• [WHAT YOU NEED TO DO] Locate every line in the material below that contains the string "decoration" and copy each one. Case counts.

• [RECORD EXCERPTS]
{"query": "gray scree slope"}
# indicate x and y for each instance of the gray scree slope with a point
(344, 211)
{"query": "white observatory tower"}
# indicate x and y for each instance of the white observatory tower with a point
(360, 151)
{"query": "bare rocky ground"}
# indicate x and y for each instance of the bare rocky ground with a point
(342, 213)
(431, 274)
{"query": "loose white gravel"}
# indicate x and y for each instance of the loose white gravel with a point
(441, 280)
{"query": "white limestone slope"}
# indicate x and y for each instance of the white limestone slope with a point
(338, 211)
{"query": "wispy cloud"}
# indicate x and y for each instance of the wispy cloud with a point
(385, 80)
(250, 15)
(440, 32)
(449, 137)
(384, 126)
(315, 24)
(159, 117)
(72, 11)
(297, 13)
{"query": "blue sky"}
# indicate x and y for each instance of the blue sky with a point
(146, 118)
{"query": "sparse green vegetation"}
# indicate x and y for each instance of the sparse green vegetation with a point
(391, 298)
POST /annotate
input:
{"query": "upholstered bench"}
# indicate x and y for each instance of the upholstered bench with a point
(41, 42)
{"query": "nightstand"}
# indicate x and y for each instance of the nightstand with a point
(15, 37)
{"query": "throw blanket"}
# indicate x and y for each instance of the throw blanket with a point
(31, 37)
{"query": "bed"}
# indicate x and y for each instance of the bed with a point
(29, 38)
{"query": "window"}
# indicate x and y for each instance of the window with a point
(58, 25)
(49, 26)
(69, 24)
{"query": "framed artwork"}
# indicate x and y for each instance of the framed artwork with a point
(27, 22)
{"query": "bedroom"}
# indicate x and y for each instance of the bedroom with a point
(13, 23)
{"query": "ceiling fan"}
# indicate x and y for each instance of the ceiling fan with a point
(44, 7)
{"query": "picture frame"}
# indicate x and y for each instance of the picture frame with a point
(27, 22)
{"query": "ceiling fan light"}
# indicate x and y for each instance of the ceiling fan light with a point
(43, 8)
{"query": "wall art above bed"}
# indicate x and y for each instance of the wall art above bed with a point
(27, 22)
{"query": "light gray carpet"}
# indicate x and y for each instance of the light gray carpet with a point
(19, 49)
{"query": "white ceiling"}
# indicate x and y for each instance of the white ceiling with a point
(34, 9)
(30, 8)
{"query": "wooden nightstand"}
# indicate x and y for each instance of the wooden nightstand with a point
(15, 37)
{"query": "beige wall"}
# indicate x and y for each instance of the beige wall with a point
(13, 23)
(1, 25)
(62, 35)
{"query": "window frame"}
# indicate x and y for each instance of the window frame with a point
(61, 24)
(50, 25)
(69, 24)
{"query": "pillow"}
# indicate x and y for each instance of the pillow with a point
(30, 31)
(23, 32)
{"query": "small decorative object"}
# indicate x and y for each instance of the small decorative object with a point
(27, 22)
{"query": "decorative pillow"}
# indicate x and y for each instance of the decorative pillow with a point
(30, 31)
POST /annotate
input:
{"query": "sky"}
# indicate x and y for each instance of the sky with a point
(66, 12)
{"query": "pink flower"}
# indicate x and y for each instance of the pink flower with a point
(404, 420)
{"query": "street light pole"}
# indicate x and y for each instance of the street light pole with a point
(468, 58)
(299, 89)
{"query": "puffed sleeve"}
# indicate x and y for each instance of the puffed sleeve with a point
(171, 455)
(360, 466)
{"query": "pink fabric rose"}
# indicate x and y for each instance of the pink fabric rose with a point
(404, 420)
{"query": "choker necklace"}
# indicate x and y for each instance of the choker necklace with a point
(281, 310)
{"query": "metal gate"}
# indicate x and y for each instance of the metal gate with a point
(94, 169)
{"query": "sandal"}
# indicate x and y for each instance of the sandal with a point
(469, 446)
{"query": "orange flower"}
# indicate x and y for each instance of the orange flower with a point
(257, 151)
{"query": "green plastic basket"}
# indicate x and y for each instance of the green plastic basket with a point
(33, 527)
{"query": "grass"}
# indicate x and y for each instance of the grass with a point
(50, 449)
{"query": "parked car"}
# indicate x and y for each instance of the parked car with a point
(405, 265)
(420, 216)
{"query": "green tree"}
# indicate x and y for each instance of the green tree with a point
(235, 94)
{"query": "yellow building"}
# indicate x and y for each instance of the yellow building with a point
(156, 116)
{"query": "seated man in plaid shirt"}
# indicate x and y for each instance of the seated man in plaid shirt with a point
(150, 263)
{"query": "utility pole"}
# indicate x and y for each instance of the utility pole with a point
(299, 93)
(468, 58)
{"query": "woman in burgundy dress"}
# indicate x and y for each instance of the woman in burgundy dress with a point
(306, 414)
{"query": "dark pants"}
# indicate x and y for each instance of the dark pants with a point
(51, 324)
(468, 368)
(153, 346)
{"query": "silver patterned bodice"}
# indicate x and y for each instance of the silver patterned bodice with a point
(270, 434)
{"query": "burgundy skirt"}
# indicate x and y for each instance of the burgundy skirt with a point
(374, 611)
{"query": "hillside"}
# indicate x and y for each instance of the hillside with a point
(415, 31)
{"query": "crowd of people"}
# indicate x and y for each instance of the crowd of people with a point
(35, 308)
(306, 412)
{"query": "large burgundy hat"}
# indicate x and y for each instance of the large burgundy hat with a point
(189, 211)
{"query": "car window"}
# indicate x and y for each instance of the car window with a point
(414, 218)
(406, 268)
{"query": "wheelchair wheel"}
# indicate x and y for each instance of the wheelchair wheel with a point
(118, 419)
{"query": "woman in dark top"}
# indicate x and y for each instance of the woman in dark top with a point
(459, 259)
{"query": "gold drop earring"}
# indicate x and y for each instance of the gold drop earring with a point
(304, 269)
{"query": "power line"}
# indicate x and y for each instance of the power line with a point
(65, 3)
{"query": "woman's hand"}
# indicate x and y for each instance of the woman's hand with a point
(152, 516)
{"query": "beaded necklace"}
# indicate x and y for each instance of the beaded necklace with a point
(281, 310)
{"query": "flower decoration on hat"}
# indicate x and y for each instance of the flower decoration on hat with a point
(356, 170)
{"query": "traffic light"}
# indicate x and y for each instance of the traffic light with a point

• [RESULT FOR THIS TASK]
{"query": "flower decoration on hat"}
# indicate x and y for each instance of the flower decoration on hat with a point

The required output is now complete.